Start Data in this exercise
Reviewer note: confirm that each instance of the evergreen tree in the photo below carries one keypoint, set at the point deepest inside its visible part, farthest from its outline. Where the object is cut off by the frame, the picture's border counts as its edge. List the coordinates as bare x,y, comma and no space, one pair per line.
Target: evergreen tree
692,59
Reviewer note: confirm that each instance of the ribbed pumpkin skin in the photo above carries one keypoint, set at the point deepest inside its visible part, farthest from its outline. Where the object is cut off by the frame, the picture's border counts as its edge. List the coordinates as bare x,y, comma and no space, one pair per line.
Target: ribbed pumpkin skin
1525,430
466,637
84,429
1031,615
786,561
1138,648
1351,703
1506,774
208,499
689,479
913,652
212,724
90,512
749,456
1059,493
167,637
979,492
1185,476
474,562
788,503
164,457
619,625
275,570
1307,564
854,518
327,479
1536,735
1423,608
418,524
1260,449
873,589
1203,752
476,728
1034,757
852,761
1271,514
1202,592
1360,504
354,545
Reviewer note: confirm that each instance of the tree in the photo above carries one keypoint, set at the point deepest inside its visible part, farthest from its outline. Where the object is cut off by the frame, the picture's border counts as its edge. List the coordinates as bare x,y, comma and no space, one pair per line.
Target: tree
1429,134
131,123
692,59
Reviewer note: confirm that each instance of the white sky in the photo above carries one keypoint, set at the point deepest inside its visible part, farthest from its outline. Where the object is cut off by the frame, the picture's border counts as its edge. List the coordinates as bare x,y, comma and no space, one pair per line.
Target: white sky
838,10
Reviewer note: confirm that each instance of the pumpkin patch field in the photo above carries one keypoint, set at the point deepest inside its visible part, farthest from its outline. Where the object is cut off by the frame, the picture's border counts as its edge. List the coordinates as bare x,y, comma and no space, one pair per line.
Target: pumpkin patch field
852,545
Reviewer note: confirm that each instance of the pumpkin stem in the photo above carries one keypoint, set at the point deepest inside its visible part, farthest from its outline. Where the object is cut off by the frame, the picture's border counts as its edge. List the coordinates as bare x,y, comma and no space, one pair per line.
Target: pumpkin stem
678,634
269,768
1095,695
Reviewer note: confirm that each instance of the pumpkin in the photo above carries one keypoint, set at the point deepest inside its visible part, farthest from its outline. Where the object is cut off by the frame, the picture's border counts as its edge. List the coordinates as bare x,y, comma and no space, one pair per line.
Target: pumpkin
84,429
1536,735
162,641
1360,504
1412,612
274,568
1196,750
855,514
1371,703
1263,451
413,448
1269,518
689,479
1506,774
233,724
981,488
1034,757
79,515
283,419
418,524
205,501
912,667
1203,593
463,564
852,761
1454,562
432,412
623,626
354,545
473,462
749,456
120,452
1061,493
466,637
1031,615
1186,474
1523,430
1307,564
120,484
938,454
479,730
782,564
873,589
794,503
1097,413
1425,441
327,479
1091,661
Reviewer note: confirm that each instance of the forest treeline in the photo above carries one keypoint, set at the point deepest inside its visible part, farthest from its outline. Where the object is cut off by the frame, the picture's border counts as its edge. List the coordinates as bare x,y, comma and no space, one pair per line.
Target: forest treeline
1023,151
End Data in this exercise
• **Short task**: Can you update all of the items above so that every "keypoint" reads "marker", with nothing else changed?

• **The result**:
Reviewer note: confirm that each instance of the evergreen tree in the photo below carries one marker, set at the point deepest inside its visible part, farthest from its outline. Where the object is cut off by the frame, the picture's border counts as its edge. List the coordinates as bare x,y, comma and no space, one pair per line.
Target: evergreen tree
692,59
Reviewer note: confirm that each instance of the ribbed pumpkin skin in the photo above carries one marker, set at the point deepest inside its visible part, farthest from its outline. Where the object is cut off by the frame, the picture's border counts as its edge. List the coordinates as bare x,y, comma and no space, one pair per line.
Target: ribbed pumpkin skin
1525,430
466,637
84,429
1031,615
786,561
1138,648
1351,703
1506,774
208,499
689,479
913,652
212,724
90,512
749,456
1059,493
167,637
979,492
1185,476
474,562
788,503
164,457
619,625
275,570
1307,564
854,518
327,479
1536,735
1423,608
418,524
1260,449
873,589
1203,752
476,728
1034,757
852,761
1271,514
1202,592
1360,504
354,545
Reviewer note: confirm that each instance of the tree in the photo above carries one marker, set at the point deepest inside its visible part, farthest from its outline. Where the object is cut off by the frame, the picture's border counts as its edge. List the coordinates as bare x,y, comma and no space, one pair per line.
Target: tree
1429,134
131,123
692,59
Reviewer note: confirm that each instance of the white sky in the photo above carries one marker, set at the point deepest inside its visible part, farthest from its outline. Where the object is cut off by the frame, the picture's border counts as its edge. List the coordinates as bare x,y, comma and no space, one pair per line.
Target: white sky
838,10
Reviewer note: confirm that each instance of the pumpkin patch field in the photo above carries one marker, set at the point deepest inside its visible part, farthest from its outline. Where the object is cut off by the frame, the picture's border counts as its edge. List the coordinates as bare x,y, comma and no space, one pair per line.
Target: pumpkin patch field
852,545
Reviewer note: confirm that each instance of the pumpkin stem in the photo above carries one marker, set at the point deepest inside its visible part, farthest from its outline. Where the object is cut off by the frame, the picture's border counts as its edge. List the coordinates as bare x,y, comma and no space, one pair per line.
Target: pumpkin stem
678,634
269,768
1095,695
Reviewer note: confirm that each instance of the pumpkin in the photo above carries one marker, set at the point deepest inside its visible part, farthest from its outline. Where the object is cut off by the frame, the picture's border counts as its edge. List the coordinates as bare x,y, comma and no space, one pair per line.
Target: pumpkin
84,429
1536,735
162,641
1360,504
1412,612
274,568
1196,750
855,514
1371,703
1263,451
413,448
1269,518
689,479
1506,774
233,724
981,488
1034,757
79,515
283,419
418,524
205,501
912,667
1203,593
463,564
852,761
1454,562
432,412
623,626
354,545
473,462
749,456
120,452
1061,493
466,637
1031,615
1186,474
1523,430
1307,564
120,484
938,454
479,730
782,564
873,589
794,503
1097,413
1425,441
327,479
1091,661
Reviewer note: confirm that each instance of the forest treeline in the photo above carries one marker, set at the point deepest inside its visible part, farthest from its outline. Where the object is cut off by the frame, the picture's border counts as its edge. List the coordinates as bare x,y, comma and no space, one pair per line.
Target: forest treeline
1023,151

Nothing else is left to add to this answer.